Your task: List every line of the records below that contains the word "hind".

___ Recorded information ___

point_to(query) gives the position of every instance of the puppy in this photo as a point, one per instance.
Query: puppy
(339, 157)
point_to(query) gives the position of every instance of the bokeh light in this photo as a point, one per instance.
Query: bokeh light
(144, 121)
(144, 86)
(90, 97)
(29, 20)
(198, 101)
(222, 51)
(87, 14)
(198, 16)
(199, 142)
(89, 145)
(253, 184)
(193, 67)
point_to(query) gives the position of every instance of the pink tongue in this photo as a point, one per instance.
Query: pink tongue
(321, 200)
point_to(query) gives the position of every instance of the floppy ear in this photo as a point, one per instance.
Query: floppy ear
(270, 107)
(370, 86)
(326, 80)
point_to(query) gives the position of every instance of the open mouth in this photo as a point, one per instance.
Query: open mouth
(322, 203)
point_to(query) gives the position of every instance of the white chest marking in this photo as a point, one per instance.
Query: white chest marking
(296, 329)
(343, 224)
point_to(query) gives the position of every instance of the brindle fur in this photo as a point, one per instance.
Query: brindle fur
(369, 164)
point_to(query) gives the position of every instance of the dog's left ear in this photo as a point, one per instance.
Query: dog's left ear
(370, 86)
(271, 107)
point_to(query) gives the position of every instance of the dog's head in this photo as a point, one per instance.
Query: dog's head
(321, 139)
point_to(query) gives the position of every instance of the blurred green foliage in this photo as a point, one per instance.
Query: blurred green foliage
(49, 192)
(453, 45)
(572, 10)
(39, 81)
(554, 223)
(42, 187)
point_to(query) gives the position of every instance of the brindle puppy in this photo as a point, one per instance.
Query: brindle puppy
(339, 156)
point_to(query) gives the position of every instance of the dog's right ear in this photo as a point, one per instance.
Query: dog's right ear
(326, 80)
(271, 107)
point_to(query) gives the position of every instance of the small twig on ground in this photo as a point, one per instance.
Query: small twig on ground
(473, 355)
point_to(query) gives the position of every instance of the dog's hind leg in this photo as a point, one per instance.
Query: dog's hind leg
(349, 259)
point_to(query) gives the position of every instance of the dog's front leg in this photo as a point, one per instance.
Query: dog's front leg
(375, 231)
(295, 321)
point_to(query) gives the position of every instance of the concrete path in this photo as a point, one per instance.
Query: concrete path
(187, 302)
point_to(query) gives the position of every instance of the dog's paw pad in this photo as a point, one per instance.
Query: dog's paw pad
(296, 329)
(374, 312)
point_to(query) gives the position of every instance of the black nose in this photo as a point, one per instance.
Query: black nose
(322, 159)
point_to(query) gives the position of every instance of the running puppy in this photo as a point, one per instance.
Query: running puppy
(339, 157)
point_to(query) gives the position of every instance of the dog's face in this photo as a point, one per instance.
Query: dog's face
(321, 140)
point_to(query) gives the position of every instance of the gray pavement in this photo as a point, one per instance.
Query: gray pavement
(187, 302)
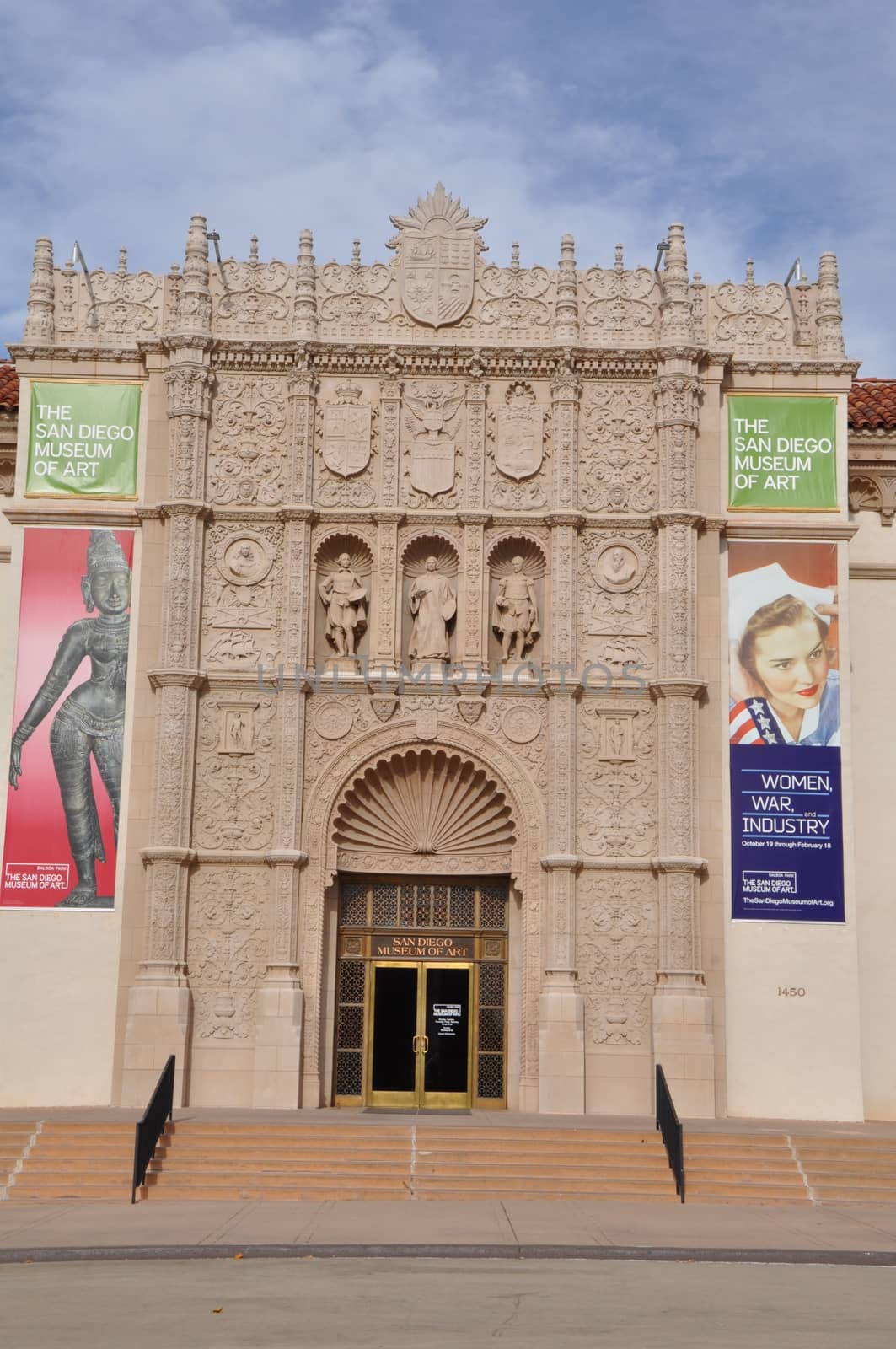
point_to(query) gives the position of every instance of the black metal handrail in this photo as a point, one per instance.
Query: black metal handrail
(152, 1126)
(669, 1126)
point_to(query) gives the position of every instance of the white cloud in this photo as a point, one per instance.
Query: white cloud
(121, 121)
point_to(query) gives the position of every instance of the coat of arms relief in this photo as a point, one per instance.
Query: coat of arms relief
(437, 246)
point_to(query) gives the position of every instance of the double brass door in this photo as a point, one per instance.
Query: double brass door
(420, 1045)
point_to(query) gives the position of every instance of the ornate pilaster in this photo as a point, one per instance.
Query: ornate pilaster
(566, 391)
(305, 305)
(473, 648)
(561, 1008)
(40, 323)
(566, 319)
(303, 389)
(682, 1011)
(386, 642)
(389, 438)
(829, 316)
(475, 476)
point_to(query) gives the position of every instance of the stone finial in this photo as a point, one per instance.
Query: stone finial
(675, 307)
(40, 323)
(829, 314)
(566, 320)
(195, 303)
(305, 307)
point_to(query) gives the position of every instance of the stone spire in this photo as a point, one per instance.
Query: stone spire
(829, 314)
(675, 305)
(40, 325)
(566, 319)
(195, 309)
(305, 307)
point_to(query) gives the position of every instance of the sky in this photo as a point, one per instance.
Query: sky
(765, 127)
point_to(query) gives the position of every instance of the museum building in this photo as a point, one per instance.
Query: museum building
(412, 780)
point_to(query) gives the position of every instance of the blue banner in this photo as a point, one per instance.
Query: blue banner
(787, 836)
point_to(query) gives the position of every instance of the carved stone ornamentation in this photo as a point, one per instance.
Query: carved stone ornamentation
(226, 951)
(247, 443)
(617, 809)
(437, 246)
(619, 458)
(429, 469)
(617, 957)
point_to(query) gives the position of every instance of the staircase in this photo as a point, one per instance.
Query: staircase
(743, 1169)
(426, 1162)
(844, 1170)
(76, 1160)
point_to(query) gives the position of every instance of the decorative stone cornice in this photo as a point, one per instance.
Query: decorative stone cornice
(175, 679)
(676, 687)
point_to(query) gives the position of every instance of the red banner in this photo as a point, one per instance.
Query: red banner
(67, 742)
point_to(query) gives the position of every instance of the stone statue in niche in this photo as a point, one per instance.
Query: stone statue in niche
(516, 613)
(433, 602)
(345, 598)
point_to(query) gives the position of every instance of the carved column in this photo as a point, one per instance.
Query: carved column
(566, 391)
(474, 648)
(303, 388)
(40, 323)
(475, 465)
(159, 1002)
(682, 1009)
(389, 440)
(386, 637)
(561, 1008)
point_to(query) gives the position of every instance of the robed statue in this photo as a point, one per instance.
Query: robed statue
(89, 726)
(516, 613)
(345, 598)
(433, 602)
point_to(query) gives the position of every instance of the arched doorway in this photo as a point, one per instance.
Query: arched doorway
(424, 897)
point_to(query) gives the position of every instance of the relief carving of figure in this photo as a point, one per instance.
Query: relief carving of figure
(345, 598)
(516, 613)
(433, 604)
(91, 722)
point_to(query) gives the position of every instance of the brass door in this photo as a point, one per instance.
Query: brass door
(420, 1035)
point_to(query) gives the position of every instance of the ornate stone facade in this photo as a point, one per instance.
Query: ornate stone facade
(427, 536)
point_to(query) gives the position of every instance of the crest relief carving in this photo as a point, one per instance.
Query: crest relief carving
(520, 443)
(437, 246)
(347, 432)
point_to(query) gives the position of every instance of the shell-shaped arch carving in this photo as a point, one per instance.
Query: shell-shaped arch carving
(424, 802)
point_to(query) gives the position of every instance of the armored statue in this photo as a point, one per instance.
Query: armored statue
(433, 604)
(345, 598)
(91, 722)
(516, 613)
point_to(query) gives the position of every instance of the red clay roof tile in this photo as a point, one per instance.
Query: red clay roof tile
(872, 405)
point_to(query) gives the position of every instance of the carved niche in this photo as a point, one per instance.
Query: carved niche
(345, 447)
(617, 604)
(429, 600)
(431, 467)
(617, 799)
(517, 595)
(233, 800)
(240, 599)
(617, 955)
(247, 442)
(619, 447)
(226, 950)
(339, 556)
(518, 435)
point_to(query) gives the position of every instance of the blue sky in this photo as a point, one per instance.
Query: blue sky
(765, 127)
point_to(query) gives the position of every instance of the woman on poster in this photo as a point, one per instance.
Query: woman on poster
(784, 690)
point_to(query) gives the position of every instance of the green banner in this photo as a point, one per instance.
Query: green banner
(83, 440)
(781, 452)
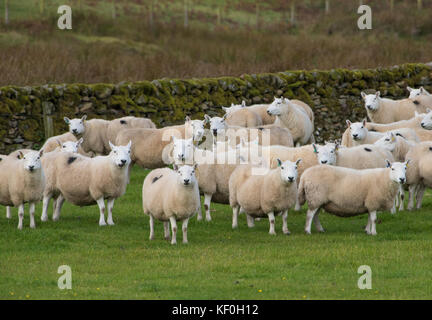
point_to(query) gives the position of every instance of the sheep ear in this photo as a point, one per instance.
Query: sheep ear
(388, 164)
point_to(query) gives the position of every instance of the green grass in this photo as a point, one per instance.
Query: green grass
(218, 263)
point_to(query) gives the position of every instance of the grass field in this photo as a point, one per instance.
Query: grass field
(119, 262)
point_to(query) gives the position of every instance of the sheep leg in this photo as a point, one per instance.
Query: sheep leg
(167, 234)
(173, 230)
(309, 217)
(101, 204)
(184, 230)
(59, 204)
(20, 216)
(412, 188)
(372, 216)
(235, 217)
(151, 237)
(45, 203)
(272, 222)
(250, 220)
(419, 196)
(285, 223)
(32, 210)
(317, 222)
(110, 204)
(207, 201)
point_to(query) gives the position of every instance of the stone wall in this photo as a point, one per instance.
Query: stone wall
(30, 114)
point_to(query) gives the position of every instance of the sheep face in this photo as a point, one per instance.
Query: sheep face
(275, 108)
(186, 174)
(32, 161)
(388, 141)
(195, 128)
(416, 92)
(71, 146)
(427, 120)
(398, 171)
(326, 154)
(217, 125)
(371, 101)
(120, 155)
(183, 150)
(358, 130)
(76, 126)
(288, 170)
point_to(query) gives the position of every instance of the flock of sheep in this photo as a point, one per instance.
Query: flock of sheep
(262, 160)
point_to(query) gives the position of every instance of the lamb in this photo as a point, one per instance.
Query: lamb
(94, 133)
(264, 195)
(171, 196)
(382, 110)
(294, 118)
(277, 135)
(115, 126)
(241, 116)
(50, 170)
(361, 157)
(149, 146)
(357, 134)
(22, 181)
(349, 192)
(419, 172)
(86, 181)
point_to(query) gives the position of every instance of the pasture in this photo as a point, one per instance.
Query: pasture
(119, 262)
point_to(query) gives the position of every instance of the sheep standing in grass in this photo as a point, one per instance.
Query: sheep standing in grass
(94, 133)
(348, 192)
(264, 195)
(294, 118)
(87, 181)
(22, 181)
(382, 110)
(171, 196)
(150, 145)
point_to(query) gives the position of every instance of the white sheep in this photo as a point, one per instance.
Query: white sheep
(261, 195)
(294, 118)
(383, 110)
(87, 181)
(22, 182)
(94, 133)
(171, 196)
(349, 192)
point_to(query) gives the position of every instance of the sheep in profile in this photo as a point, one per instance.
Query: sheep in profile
(87, 181)
(22, 182)
(294, 118)
(382, 110)
(347, 192)
(171, 196)
(94, 133)
(264, 195)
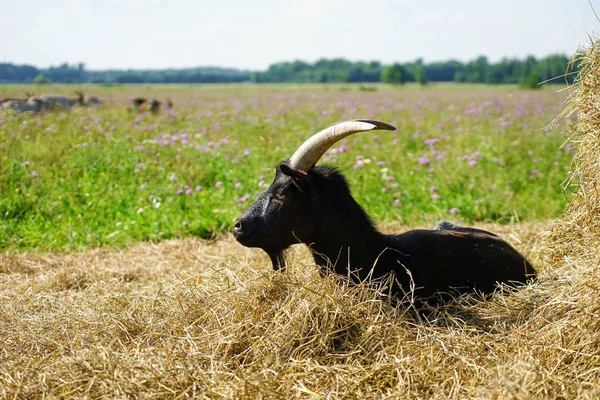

___

Result of this task:
point_to(query) gives the position of every instance of the dog's hind leg in this photo as a point, one per instance.
Query: dog's hind leg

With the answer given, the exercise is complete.